Assignment :: Repeat every entry word for word; omit all pictures.

(Dataset entries)
────────────────────────────────────────
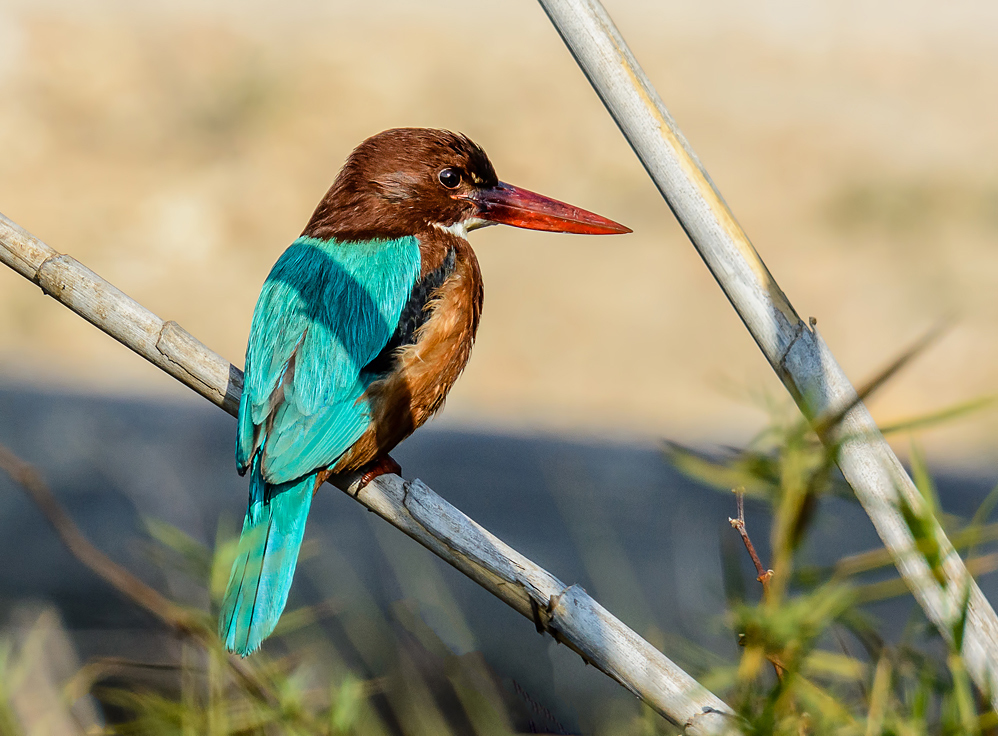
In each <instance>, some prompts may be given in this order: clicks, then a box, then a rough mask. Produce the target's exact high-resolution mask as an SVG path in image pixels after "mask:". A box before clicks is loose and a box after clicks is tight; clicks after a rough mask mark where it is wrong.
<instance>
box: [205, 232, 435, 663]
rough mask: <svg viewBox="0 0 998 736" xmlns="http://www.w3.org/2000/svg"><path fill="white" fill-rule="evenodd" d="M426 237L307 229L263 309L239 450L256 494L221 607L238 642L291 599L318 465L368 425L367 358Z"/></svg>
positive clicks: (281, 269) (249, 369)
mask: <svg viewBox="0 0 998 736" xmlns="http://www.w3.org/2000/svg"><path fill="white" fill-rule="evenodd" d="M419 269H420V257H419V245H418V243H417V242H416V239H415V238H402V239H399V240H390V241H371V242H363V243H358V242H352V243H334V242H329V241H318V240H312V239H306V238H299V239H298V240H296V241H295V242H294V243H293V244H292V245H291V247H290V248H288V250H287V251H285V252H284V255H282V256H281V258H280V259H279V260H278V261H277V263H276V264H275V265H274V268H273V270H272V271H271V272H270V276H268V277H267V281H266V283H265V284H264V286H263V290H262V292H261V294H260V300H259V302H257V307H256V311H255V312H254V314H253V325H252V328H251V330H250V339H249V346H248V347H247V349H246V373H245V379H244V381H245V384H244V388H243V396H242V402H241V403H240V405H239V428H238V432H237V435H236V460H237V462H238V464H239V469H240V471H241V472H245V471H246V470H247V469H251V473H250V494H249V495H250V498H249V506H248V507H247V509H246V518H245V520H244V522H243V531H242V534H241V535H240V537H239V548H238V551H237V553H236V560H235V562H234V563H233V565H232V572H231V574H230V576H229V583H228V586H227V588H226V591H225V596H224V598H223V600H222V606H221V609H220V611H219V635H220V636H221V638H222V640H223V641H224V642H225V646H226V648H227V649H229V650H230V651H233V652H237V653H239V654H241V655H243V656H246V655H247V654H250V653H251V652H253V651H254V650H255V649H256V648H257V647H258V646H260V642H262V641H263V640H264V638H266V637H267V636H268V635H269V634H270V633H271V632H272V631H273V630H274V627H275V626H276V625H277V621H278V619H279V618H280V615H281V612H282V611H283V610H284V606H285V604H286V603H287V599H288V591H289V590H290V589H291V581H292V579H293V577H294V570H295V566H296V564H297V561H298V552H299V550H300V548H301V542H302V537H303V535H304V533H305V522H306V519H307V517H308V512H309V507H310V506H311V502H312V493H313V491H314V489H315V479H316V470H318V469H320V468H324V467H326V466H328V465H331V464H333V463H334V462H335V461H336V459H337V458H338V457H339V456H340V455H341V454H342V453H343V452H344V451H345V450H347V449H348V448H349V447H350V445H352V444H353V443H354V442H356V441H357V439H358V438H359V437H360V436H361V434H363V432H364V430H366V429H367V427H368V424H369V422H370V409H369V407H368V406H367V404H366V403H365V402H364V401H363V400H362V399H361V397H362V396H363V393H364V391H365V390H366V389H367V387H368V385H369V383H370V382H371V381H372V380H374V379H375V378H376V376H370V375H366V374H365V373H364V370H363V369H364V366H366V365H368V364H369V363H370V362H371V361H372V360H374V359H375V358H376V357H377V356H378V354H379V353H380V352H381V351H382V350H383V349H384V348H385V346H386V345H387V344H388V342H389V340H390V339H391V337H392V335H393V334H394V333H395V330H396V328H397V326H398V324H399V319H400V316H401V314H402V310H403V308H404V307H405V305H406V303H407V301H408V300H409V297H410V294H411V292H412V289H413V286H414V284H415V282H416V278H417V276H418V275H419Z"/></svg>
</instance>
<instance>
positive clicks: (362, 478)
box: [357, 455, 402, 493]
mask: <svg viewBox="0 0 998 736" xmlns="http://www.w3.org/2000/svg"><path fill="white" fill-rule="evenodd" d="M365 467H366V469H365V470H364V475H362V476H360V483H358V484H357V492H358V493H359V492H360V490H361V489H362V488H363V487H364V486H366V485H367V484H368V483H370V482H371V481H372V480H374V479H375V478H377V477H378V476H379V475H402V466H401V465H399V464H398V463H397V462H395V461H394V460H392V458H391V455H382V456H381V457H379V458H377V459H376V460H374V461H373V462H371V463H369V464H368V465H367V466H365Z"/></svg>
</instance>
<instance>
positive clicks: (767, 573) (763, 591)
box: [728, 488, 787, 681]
────────────────────────────────────────
Result ::
In each <instance>, some prompts may be given in this order: clicks, then a box, then a rough mask. Produce the target's exact high-resolution mask as an SVG path in image pixels after "mask:". A box before clicks is loose and a box after clicks is tight; clicks after a rough mask mark where it is wrong.
<instance>
box: [205, 232, 435, 663]
rough mask: <svg viewBox="0 0 998 736" xmlns="http://www.w3.org/2000/svg"><path fill="white" fill-rule="evenodd" d="M426 237L307 229L263 309L239 450L256 494L221 607L238 642L291 599L318 465L368 425L367 358Z"/></svg>
positive clicks: (281, 269) (249, 369)
mask: <svg viewBox="0 0 998 736" xmlns="http://www.w3.org/2000/svg"><path fill="white" fill-rule="evenodd" d="M419 269H420V257H419V245H418V243H417V242H416V239H415V238H402V239H399V240H390V241H371V242H363V243H358V242H352V243H334V242H329V241H318V240H312V239H306V238H299V239H298V240H296V241H295V242H294V243H293V244H292V245H291V247H290V248H288V250H287V251H285V252H284V255H282V256H281V258H280V259H279V260H278V261H277V263H276V264H275V265H274V268H273V270H272V271H271V272H270V276H268V277H267V281H266V283H265V284H264V286H263V290H262V292H261V294H260V300H259V302H257V307H256V311H255V312H254V314H253V325H252V328H251V330H250V339H249V346H248V347H247V349H246V373H245V379H244V381H245V384H244V388H243V396H242V402H241V403H240V405H239V428H238V432H237V435H236V460H237V462H238V464H239V469H240V471H241V472H245V471H246V470H247V469H251V473H250V494H249V495H250V498H249V506H248V507H247V509H246V518H245V520H244V522H243V531H242V534H241V535H240V537H239V548H238V551H237V553H236V560H235V562H234V563H233V565H232V572H231V574H230V576H229V583H228V586H227V588H226V591H225V596H224V598H223V600H222V606H221V609H220V611H219V635H220V636H221V638H222V640H223V641H224V642H225V646H226V648H227V649H229V650H230V651H233V652H237V653H239V654H241V655H243V656H246V655H247V654H250V653H251V652H253V651H254V650H255V649H256V648H257V647H258V646H260V642H262V641H263V640H264V638H266V637H267V636H268V635H269V634H270V633H271V632H272V631H273V630H274V627H275V626H276V625H277V621H278V619H279V618H280V615H281V612H282V611H283V610H284V606H285V604H286V603H287V599H288V591H289V590H290V589H291V581H292V579H293V577H294V570H295V566H296V564H297V561H298V552H299V550H300V548H301V542H302V537H303V535H304V533H305V522H306V519H307V517H308V512H309V507H310V506H311V502H312V493H313V491H314V489H315V479H316V470H318V469H320V468H324V467H326V466H328V465H331V464H333V463H334V462H335V461H336V459H337V458H338V457H339V456H340V455H341V454H342V453H343V452H344V451H345V450H347V449H348V448H349V447H350V445H352V444H353V443H354V442H356V441H357V439H358V438H359V437H360V436H361V434H363V432H364V430H366V429H367V427H368V424H369V422H370V409H369V407H368V406H367V404H366V403H365V402H364V401H363V400H362V399H361V397H362V396H363V393H364V391H365V390H366V389H367V387H368V385H369V383H370V382H371V381H372V380H374V379H375V378H376V376H370V375H366V374H365V373H364V370H363V369H364V366H366V365H368V364H369V363H370V362H371V361H372V360H374V359H375V358H376V357H377V356H378V354H379V353H380V352H381V351H382V350H383V349H384V348H385V346H386V345H387V344H388V342H389V340H390V339H391V337H392V335H393V334H394V333H395V330H396V328H397V326H398V324H399V319H400V316H401V314H402V310H403V308H404V307H405V305H406V303H407V301H408V300H409V297H410V294H411V292H412V289H413V286H414V284H415V282H416V278H417V276H418V275H419Z"/></svg>
</instance>
<instance>
positive clicks: (362, 478)
box: [357, 455, 402, 493]
mask: <svg viewBox="0 0 998 736" xmlns="http://www.w3.org/2000/svg"><path fill="white" fill-rule="evenodd" d="M365 467H366V469H365V470H364V475H362V476H360V483H358V484H357V492H358V493H359V492H360V490H361V489H362V488H363V487H364V486H366V485H367V484H368V483H370V482H371V481H372V480H374V479H375V478H377V477H378V476H379V475H402V466H401V465H399V464H398V463H397V462H395V461H394V460H392V458H391V455H382V456H381V457H379V458H377V459H376V460H374V461H373V462H371V463H369V464H368V465H367V466H365Z"/></svg>
</instance>
<instance>
positive clicks: (767, 573) (763, 591)
box: [728, 488, 787, 681]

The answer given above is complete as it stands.